(Data items)
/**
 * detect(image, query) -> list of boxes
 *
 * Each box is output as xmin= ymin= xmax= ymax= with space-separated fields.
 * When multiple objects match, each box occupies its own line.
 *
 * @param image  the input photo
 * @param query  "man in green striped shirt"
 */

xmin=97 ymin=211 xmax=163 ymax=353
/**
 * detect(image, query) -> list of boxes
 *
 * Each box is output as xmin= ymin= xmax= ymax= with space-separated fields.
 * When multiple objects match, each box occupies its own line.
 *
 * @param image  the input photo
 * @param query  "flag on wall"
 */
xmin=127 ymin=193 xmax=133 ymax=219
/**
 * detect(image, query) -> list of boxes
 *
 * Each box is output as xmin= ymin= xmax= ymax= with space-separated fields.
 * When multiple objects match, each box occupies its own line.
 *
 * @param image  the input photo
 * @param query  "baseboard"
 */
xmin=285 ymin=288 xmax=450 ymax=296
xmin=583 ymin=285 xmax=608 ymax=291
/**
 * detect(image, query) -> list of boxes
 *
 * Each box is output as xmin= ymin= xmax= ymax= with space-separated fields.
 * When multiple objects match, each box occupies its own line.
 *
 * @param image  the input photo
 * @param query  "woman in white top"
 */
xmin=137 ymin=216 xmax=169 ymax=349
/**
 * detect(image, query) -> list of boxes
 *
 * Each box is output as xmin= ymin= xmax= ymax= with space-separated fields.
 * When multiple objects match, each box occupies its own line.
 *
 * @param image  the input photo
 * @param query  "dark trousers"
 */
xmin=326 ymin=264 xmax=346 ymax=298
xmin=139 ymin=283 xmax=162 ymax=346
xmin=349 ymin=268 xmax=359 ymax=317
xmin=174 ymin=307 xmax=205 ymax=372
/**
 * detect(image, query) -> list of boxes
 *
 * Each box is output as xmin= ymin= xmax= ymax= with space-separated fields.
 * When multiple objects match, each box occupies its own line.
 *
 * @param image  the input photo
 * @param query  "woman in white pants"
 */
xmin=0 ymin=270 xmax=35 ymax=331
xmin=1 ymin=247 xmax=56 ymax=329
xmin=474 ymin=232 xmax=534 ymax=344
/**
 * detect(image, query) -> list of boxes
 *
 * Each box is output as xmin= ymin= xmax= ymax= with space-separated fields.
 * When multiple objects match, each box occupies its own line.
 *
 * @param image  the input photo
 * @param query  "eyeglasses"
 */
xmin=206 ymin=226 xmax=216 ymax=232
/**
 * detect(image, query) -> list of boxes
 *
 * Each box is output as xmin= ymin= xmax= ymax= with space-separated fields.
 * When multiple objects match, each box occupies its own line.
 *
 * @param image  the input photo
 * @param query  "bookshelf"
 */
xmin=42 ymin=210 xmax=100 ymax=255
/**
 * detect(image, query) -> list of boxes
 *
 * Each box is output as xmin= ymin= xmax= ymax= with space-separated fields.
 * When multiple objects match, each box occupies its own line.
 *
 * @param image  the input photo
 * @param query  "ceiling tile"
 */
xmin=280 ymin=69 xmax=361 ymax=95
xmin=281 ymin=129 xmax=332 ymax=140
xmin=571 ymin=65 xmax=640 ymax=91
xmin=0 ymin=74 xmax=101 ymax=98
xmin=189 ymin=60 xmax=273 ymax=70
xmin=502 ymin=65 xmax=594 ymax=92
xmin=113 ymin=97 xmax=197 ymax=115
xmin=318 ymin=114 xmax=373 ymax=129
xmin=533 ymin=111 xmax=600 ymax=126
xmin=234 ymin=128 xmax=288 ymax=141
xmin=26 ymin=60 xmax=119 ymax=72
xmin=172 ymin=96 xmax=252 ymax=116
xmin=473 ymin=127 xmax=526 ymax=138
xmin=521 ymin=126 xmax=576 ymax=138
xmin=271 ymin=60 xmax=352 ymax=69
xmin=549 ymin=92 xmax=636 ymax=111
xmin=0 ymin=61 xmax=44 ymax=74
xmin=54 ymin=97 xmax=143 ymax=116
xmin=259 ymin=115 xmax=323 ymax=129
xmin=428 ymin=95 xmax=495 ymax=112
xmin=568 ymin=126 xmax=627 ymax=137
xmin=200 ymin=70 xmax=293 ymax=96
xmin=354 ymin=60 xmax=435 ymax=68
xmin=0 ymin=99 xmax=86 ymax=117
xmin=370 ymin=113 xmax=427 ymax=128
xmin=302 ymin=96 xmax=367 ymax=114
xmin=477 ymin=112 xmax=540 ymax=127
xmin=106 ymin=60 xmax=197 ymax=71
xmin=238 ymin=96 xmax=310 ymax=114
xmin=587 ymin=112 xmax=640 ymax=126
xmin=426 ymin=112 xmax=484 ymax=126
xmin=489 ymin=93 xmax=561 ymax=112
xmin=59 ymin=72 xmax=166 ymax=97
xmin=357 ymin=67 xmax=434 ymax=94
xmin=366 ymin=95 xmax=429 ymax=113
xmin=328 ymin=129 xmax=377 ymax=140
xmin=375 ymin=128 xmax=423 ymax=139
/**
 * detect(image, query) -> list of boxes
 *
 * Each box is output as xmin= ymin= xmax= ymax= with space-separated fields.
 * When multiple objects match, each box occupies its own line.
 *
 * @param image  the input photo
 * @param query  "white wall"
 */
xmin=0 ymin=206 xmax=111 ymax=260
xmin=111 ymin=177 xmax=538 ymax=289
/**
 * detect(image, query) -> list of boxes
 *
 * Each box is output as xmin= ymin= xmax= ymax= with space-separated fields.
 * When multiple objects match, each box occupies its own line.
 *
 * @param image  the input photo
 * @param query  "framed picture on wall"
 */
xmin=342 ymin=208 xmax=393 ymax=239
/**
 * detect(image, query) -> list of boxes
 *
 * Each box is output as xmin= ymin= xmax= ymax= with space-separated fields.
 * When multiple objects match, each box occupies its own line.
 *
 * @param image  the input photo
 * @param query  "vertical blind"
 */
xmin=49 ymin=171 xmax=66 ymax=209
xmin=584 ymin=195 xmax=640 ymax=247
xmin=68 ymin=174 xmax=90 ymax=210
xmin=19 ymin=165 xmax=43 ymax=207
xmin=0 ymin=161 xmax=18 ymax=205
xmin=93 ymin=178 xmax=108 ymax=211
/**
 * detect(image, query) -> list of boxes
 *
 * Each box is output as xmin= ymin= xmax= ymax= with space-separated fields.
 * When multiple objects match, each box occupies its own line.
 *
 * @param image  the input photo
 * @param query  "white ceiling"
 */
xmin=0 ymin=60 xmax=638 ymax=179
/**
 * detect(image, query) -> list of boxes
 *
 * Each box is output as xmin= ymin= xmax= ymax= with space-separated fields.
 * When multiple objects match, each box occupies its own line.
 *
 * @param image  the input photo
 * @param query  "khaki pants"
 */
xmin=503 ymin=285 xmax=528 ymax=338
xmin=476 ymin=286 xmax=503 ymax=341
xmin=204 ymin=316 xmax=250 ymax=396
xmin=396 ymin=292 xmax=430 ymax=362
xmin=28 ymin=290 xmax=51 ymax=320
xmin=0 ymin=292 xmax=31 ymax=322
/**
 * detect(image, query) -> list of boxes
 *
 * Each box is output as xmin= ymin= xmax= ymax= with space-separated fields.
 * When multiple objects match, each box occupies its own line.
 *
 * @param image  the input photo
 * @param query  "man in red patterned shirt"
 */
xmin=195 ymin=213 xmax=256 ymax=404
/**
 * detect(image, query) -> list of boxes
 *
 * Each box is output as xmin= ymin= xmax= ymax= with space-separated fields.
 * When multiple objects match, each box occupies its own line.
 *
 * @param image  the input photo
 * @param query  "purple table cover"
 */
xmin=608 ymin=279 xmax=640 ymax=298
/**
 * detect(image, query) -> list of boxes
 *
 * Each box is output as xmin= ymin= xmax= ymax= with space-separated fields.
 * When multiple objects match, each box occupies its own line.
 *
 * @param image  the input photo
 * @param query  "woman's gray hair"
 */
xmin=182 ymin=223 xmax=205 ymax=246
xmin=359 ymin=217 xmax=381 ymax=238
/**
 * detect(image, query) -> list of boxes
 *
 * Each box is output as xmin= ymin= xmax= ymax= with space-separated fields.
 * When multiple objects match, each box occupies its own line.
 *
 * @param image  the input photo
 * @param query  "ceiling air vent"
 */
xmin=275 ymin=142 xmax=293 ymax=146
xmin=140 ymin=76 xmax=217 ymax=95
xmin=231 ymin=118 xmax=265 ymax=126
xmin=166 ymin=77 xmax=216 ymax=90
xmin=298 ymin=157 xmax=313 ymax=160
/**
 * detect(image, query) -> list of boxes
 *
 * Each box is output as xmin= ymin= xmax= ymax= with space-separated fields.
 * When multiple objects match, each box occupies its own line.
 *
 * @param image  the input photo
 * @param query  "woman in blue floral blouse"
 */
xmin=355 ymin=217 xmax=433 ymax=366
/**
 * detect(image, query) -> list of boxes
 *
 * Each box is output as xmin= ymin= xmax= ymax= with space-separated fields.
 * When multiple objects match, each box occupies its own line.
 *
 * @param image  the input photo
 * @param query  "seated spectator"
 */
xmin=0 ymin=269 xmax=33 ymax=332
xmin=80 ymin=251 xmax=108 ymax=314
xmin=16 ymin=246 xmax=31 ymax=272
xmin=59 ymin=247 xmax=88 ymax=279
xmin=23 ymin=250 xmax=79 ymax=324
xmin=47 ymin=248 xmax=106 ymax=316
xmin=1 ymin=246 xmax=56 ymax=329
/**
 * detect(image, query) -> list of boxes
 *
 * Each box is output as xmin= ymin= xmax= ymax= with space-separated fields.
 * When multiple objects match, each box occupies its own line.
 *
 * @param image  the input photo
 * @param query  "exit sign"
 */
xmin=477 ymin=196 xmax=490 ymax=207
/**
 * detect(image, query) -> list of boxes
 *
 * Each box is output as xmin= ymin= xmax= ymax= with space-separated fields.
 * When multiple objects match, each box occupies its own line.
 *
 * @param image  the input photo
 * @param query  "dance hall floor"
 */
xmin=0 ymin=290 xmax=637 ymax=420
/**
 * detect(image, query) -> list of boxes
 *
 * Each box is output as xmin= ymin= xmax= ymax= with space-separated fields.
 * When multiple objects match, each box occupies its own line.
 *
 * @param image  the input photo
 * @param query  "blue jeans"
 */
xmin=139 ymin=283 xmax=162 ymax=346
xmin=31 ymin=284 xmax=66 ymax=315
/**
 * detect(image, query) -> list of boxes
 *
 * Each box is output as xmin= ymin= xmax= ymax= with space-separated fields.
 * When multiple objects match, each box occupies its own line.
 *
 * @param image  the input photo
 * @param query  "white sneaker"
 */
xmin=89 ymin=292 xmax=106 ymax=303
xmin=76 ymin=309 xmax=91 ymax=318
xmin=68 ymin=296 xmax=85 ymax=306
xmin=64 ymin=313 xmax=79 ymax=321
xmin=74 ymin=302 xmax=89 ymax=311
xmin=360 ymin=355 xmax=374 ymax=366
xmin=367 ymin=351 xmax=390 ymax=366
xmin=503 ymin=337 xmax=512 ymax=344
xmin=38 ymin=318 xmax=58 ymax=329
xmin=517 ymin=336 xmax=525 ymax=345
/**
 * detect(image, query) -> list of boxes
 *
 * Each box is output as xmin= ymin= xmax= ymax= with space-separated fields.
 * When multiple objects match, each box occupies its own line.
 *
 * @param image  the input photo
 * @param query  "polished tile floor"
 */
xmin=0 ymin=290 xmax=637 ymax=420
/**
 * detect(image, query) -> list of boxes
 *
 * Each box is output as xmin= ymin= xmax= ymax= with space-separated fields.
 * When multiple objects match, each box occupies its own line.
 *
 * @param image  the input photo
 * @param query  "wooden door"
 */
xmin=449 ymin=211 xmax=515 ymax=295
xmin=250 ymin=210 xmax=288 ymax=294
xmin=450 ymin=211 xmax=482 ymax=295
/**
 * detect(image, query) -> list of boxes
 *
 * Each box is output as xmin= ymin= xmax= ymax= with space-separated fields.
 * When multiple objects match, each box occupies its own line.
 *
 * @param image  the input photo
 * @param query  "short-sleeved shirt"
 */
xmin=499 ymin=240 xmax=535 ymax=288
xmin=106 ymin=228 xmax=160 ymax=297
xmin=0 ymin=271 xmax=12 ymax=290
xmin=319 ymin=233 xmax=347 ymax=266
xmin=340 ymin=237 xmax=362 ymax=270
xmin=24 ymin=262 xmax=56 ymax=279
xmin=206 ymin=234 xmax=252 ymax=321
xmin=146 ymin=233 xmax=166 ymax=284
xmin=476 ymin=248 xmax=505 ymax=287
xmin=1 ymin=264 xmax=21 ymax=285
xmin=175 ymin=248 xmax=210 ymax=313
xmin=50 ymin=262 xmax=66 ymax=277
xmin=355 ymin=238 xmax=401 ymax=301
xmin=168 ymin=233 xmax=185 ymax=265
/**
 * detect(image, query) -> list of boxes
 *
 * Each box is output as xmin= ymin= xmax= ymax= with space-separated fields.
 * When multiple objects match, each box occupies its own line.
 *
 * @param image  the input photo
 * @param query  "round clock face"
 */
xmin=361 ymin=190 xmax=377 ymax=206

Exercise requirements: Search the records for the string "white" and report each line that has it.

Written solution:
 * @param query  "woman in white top"
 * @param query  "woman in white pants"
 * @param query  "white wall"
 * @param query  "white ceiling"
 * @param query  "white sneaker"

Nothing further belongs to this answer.